[Supplied entries]
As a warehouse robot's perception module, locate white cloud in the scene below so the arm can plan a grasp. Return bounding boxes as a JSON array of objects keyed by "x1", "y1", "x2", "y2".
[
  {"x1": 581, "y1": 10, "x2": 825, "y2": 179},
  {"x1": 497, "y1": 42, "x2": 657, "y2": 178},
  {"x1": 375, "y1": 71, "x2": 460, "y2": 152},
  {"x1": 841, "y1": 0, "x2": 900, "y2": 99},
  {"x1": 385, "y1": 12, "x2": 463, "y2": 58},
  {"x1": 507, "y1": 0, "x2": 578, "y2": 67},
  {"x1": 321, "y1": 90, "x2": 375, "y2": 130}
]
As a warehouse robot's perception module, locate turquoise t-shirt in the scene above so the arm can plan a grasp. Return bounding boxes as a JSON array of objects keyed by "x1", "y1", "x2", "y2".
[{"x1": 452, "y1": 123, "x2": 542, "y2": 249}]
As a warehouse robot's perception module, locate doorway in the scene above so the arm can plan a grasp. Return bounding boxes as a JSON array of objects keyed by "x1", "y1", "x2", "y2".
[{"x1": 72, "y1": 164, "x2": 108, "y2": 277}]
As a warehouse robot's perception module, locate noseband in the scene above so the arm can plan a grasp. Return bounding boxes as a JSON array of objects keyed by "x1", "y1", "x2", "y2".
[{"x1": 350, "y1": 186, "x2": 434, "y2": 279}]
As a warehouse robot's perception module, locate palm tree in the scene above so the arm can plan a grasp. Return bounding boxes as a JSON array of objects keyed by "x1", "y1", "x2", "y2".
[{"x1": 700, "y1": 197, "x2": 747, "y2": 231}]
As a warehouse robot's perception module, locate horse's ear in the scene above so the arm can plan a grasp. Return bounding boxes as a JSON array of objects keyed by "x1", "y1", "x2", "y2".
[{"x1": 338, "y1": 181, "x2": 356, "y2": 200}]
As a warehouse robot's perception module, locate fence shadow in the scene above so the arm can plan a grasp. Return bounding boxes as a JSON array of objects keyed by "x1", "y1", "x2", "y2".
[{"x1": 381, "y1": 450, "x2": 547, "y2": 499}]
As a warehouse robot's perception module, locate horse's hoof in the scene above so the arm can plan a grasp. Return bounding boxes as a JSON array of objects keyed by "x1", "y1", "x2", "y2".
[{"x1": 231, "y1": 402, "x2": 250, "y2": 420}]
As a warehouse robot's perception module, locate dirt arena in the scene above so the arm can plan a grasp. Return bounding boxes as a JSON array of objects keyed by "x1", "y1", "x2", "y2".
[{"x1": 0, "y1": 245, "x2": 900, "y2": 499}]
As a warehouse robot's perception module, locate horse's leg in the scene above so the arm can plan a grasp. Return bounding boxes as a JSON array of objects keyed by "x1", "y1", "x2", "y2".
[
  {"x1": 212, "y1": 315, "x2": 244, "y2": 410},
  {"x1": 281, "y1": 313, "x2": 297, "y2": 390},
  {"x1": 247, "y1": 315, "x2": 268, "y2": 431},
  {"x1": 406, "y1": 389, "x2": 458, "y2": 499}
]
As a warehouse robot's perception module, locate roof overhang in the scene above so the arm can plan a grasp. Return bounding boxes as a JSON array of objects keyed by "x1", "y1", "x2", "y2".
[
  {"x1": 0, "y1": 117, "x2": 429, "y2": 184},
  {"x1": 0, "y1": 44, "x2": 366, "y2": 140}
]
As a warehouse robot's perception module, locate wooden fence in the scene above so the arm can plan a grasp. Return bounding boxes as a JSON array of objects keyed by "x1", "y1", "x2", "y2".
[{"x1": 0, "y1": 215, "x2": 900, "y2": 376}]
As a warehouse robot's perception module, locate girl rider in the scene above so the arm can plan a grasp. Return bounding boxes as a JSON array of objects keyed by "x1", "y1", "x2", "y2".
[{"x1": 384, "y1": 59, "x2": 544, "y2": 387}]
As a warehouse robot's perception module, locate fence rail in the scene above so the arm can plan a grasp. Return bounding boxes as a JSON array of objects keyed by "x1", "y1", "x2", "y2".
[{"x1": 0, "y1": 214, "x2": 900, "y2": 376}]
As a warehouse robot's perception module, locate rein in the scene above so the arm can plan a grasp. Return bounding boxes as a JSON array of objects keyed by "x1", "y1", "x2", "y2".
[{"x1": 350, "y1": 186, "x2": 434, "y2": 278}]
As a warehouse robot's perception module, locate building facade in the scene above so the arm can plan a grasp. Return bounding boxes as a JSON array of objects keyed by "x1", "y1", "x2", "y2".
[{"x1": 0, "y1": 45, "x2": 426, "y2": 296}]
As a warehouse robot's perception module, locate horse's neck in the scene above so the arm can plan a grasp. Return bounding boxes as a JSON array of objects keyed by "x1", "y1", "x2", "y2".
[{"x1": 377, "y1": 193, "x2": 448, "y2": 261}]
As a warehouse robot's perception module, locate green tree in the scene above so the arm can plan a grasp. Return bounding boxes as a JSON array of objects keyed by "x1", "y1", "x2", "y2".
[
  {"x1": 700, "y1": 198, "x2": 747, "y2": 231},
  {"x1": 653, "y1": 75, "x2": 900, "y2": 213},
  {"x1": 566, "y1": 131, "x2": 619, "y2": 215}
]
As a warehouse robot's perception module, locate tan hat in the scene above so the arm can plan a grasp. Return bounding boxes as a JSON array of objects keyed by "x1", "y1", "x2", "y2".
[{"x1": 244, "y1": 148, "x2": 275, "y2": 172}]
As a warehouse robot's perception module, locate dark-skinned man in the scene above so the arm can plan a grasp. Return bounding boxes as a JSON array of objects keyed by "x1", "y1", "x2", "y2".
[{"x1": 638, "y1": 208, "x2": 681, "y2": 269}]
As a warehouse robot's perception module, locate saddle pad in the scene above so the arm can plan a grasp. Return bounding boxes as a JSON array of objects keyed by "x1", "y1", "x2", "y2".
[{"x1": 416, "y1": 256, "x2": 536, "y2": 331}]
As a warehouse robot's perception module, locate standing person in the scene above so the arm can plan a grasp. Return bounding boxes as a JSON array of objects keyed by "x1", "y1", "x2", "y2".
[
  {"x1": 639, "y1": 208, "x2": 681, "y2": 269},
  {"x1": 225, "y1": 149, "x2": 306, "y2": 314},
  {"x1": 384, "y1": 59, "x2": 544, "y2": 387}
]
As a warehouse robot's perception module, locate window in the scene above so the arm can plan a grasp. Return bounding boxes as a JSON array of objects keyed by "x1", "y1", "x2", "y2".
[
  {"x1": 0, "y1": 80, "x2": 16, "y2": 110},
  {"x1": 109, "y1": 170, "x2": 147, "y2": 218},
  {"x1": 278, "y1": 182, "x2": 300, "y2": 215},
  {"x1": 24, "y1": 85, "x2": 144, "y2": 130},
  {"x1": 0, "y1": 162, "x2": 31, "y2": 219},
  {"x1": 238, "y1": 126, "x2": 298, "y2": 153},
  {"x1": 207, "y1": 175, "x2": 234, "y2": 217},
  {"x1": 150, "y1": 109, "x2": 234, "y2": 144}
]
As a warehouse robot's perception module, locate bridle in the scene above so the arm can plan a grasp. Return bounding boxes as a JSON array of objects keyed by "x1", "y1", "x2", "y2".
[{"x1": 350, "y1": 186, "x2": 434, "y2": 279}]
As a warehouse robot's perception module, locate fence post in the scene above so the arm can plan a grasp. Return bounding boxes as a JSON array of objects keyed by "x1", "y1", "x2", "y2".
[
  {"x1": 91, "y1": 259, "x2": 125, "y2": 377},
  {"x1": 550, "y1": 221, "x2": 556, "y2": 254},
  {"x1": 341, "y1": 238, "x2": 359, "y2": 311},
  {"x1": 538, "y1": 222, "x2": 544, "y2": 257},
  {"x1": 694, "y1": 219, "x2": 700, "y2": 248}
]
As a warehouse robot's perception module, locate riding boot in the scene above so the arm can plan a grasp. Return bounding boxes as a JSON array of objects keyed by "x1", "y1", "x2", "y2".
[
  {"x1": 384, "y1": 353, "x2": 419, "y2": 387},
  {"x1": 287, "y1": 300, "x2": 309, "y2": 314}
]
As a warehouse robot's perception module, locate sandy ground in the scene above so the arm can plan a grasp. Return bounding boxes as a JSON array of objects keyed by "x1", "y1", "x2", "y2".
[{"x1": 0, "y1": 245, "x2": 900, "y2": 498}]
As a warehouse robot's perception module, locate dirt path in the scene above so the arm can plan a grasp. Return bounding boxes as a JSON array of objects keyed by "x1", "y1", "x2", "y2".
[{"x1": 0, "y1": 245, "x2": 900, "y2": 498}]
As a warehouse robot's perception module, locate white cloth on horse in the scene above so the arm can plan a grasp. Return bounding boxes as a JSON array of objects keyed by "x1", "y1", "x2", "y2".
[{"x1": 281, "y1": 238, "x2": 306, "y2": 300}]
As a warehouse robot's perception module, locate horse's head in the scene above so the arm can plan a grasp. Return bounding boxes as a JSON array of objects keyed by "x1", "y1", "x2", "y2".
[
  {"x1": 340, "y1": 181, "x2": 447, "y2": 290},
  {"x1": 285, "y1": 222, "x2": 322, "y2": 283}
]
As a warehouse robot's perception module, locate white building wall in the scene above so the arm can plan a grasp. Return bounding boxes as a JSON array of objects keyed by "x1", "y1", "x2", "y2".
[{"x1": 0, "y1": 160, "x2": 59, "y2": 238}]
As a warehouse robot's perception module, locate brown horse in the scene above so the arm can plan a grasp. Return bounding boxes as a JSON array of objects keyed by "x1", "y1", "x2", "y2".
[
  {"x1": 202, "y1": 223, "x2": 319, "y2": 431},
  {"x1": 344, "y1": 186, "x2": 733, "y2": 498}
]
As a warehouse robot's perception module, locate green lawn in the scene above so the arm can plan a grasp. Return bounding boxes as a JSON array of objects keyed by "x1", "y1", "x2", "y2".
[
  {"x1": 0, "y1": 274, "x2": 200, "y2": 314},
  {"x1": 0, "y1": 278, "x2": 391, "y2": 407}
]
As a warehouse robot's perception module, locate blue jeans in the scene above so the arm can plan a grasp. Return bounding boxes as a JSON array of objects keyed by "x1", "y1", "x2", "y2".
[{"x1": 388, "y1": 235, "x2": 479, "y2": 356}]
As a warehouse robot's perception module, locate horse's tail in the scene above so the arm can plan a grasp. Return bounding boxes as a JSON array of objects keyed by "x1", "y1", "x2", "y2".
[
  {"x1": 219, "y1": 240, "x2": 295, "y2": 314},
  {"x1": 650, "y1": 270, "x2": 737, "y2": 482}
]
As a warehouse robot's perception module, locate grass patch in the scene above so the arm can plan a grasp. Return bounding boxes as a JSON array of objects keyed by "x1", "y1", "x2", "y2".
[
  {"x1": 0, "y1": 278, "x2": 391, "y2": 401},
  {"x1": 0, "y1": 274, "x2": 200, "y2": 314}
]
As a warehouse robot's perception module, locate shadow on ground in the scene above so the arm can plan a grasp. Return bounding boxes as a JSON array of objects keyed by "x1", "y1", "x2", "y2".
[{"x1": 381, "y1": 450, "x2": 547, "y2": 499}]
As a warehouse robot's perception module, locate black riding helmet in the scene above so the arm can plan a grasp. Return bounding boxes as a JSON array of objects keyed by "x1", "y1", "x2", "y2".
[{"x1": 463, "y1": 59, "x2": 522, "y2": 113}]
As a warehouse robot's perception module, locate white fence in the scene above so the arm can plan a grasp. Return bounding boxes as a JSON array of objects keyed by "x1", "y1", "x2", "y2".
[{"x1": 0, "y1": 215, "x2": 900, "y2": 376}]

[Set task] Gather every line of the listing that contains the word "ground" and copy each one out in full.

[Response]
As a warehouse robot's perception module, locate sandy ground in the scene above so the arm can plan a grasp. Return bounding boxes as a JSON array of objects keyed by "x1", "y1", "x2", "y2".
As a warehouse robot's perception module, locate shadow on ground in the scene above so the arm can plan a grasp. Return bounding boxes as a JSON array of objects keyed by "x1", "y1", "x2", "y2".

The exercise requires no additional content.